Print every one of the lines below word for word, omitting the pictures.

— Information given —
- - - - -

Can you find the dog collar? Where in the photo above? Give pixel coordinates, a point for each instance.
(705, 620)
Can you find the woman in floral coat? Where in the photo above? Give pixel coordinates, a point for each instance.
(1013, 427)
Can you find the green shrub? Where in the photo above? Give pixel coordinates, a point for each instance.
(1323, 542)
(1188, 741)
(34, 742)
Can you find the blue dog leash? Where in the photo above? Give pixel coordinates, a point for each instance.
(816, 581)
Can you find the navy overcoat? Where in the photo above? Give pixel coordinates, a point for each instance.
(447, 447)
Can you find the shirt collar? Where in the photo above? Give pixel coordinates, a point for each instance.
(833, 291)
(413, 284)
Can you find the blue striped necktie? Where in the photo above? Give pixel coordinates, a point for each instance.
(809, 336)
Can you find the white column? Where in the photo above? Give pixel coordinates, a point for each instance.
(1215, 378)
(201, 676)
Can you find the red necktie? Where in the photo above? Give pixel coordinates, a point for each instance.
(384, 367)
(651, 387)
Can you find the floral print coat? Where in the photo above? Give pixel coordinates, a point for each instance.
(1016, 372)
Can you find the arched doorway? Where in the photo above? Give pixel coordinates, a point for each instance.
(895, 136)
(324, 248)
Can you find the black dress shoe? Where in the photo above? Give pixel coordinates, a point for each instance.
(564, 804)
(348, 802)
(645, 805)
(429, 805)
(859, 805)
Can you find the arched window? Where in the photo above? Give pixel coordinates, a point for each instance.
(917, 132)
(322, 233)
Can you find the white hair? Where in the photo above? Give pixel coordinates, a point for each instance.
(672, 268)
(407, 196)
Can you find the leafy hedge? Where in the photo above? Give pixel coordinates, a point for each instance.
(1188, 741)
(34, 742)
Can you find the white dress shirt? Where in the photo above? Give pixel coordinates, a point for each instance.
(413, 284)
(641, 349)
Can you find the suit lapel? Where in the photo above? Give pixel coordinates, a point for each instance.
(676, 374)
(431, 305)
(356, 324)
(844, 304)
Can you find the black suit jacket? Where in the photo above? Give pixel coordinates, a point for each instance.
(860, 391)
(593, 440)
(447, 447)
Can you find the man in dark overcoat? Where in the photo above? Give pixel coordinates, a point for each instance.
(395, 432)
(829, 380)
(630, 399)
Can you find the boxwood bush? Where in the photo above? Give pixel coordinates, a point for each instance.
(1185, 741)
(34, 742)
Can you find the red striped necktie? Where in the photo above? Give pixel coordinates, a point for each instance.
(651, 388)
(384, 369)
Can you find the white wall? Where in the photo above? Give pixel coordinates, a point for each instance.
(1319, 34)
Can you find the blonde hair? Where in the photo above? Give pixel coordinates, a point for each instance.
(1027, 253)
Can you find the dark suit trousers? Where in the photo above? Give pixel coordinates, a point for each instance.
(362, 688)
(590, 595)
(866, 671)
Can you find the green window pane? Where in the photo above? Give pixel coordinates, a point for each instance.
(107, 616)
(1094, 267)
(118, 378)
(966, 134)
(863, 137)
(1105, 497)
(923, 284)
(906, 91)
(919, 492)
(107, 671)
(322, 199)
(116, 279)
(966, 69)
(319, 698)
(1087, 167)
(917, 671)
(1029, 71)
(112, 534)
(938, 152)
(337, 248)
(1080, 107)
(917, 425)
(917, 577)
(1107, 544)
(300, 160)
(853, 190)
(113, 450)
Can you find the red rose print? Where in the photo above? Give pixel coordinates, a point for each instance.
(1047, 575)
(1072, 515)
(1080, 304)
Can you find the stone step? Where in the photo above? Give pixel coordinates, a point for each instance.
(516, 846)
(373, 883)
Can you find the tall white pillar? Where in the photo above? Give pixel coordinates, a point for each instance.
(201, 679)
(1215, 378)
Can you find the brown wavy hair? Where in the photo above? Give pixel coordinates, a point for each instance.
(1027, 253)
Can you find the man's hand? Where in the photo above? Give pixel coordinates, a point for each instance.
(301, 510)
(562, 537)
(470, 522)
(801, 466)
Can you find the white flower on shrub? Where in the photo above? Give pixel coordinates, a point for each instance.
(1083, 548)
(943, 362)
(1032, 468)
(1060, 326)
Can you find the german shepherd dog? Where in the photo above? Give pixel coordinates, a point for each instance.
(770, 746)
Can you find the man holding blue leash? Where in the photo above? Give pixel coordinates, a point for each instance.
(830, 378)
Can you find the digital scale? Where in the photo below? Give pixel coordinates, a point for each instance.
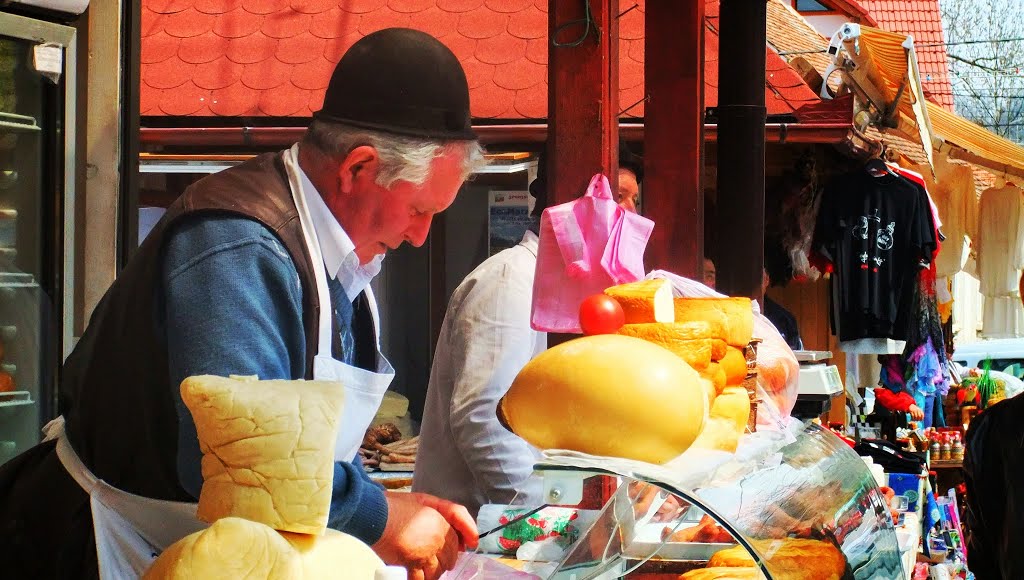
(818, 383)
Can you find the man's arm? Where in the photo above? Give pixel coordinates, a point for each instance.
(491, 343)
(233, 305)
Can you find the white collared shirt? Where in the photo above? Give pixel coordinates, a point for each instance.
(336, 246)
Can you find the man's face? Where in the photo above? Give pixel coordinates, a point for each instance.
(378, 219)
(628, 190)
(709, 274)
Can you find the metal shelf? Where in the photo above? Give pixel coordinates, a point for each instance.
(15, 399)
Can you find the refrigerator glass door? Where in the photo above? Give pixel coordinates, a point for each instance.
(32, 228)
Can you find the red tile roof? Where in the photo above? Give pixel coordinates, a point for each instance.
(273, 57)
(923, 21)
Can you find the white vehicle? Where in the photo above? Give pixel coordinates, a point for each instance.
(1007, 355)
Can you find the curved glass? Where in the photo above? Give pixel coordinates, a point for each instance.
(795, 505)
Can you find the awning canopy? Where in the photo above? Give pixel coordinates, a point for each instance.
(966, 140)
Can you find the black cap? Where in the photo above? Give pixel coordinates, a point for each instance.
(400, 81)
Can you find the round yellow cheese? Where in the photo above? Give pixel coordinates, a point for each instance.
(607, 395)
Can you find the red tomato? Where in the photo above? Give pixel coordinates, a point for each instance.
(601, 314)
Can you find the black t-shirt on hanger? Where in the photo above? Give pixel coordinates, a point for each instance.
(877, 231)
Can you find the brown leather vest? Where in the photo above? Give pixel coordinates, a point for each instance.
(115, 389)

- - - - -

— Completed exercise —
Can you find the dog collar? Where in the photo above? Give pixel coordinates, a point for each instance.
(705, 620)
Can you find the woman in floral coat? Where in the photo above? Give pixel coordinates, a point for each instance.
(1013, 427)
Can you find the green shrub? Where in the photo above? Give pixel coordinates, a point for each instance.
(1323, 542)
(1188, 741)
(34, 742)
Can you find the blue dog leash? Where in the photo above? Give pixel coordinates, a point for each instance.
(816, 581)
Can you find the navy overcoat? Where in the photo above? Give pixel coordinates, a point for each instance.
(447, 447)
Can you find the shirt collar? Where in the photo above? Give pixel coordinates, a point for each instance.
(833, 291)
(413, 284)
Can you find the blue striped necktie? Where in the photo above? Give pixel coordinates, a point for each instance.
(809, 336)
Can you find the white column? Where in the photo above? Give pixel coordinates, a point for each instance.
(1215, 378)
(201, 676)
Can you find the red necktie? Where in the photo above? Give pixel coordinates, a point for each instance.
(384, 367)
(651, 387)
Can you find the floral print coat? Where in the photo above? Give pixel coordinates, a point for each instance.
(1016, 372)
Can you find the arched doorway? Where in the photo above? Give pixel coordinates, a point for each instance.
(895, 136)
(324, 248)
Can you find the black dress shoe? Where in the photo above? Give pixel coordinates, a point for each instance.
(564, 804)
(348, 802)
(645, 805)
(429, 805)
(859, 805)
Can you find the arched window? Where in the photo above? Give pixel coordinates, a point for each instance.
(917, 132)
(322, 233)
Can you find the white hair? Where in the photo above? Give pixel coordinates, a point for each instance.
(672, 268)
(407, 196)
Can you find the leafy hedge? Where in the photo above? Give pixel coordinates, a point for each instance.
(1188, 741)
(34, 742)
Can you find the white dress shirt? Where in the photo above? Give pixel coordinates, a point for each instance.
(413, 284)
(641, 349)
Can you find the suit lapel? Where in the photo above? Give pixel coordinates, a point for each instance.
(676, 374)
(431, 305)
(356, 324)
(844, 304)
Can you find the black suit jacket? Where in the photo above? Give pixel coordinates, a point for each instance.
(860, 391)
(593, 440)
(447, 447)
Can you find the man in dark overcoat? Where in the photo above? Give pixel coordinates, a point for each instance.
(395, 432)
(829, 380)
(630, 399)
Can you find the boxwood bush? Where in the photo above? Give pixel coordinates, a point for each instance.
(1185, 741)
(34, 742)
Can you find the red striped necktie? Where in the photo above? Give pixel coordinates, a point for each instance.
(651, 388)
(384, 369)
Can you find the white wall? Where in the photo above? Give pixel coordinates, a point for each instance.
(1319, 34)
Can you find the blonde hair? Where in the photo above? Give pixel coordinates, a point for each instance.
(1027, 253)
Can you find the dark suit trousers? Where in the photo above? Give pixel coordinates, a point for each instance.
(362, 688)
(590, 595)
(866, 671)
Can you find the green window pane? Where in the photo above? Give pixel coordinates, a point for each instance.
(107, 616)
(1094, 267)
(118, 378)
(966, 134)
(863, 137)
(1105, 497)
(923, 284)
(906, 91)
(919, 492)
(107, 671)
(322, 199)
(116, 279)
(966, 69)
(319, 698)
(1087, 167)
(917, 671)
(1029, 71)
(112, 534)
(938, 152)
(337, 248)
(1080, 107)
(917, 425)
(917, 577)
(1107, 544)
(300, 160)
(853, 190)
(113, 450)
Can you find the red rose print? Where in the photo above? Give pixel coordinates, a point for each instance.
(1047, 575)
(1072, 515)
(1080, 304)
Can you find the stone step? Where in the photo above? Give pixel coordinates, a point for each instance.
(516, 846)
(373, 883)
Can you find the tall white pillar? Where in the photo above? Give pixel coordinates, a point for each instance.
(201, 679)
(1215, 378)
Can you find the brown wavy hair? Where in the photo above? Give pixel coordinates, a point for each instance.
(1027, 253)
Can you find the man's hand? Where in the photo above? Give pixel coordinates, a point for each instance.
(301, 510)
(562, 537)
(470, 522)
(801, 466)
Can you find the white flower on shrub? Where in the photo above? Give pixel coordinates, a point for each instance.
(1083, 548)
(943, 362)
(1032, 468)
(1060, 326)
Can you find the german shepherd dog? Where in the photo above? Give pixel coordinates, a point for each instance.
(770, 746)
Can you find the man holding blue leash? Where in the photo above? Give pixel coordinates, a point for each instance.
(830, 378)
Can you find the digital scale? Where in the photo below? Give pixel coordinates, a point for each instance.
(818, 383)
Can you find the man's arm? Where in the photo above? Give pixel coordinates, a point for each instance.
(491, 343)
(233, 305)
Can you find the white collared shirt? Where in the photo above? Give pixel coordinates, a point for each instance.
(336, 246)
Can you find the man's face? Where in the photo above? Give pixel coordinates, a point for each instance.
(378, 219)
(628, 190)
(709, 274)
Can you find the metal shelf? Where in the photo above? Give pixel coordinates, a point for each instance.
(15, 399)
Can you find the refrigerator glass door? Where in the photo above? Give pixel coordinates, a point for each instance.
(32, 228)
Can you find the red tile roof? Where in the photo above? Give pixel coordinates, a point for each instance.
(273, 57)
(923, 21)
Can you find the white vehicle? Where in the photo above? Give pixel coordinates, a point for each instance.
(1007, 355)
Can you find the curved glass? Where in the photo above? Give pixel coordinates, a point for each instance.
(795, 505)
Can you find the awning canopy? Where in the photo above? Give pixel coordinates, a point for each instance.
(966, 140)
Can you find the black cap? Where in the photo above? Give pixel coordinates, a point for each instance.
(400, 81)
Can you find the round yellow cheese? Where in the photo above? Give pixel coordinates, a point for each instance.
(607, 395)
Can you find the red tomato? Where in the photo above? Give pixel coordinates, a point for each instance.
(601, 314)
Can you find the black t-shirt on hanger? Where in the photo above? Give pixel coordinates, a point for each instance.
(877, 231)
Can you find the brown leather vest? Where in the photo above? Give pixel coordinates, a point for each instance.
(115, 389)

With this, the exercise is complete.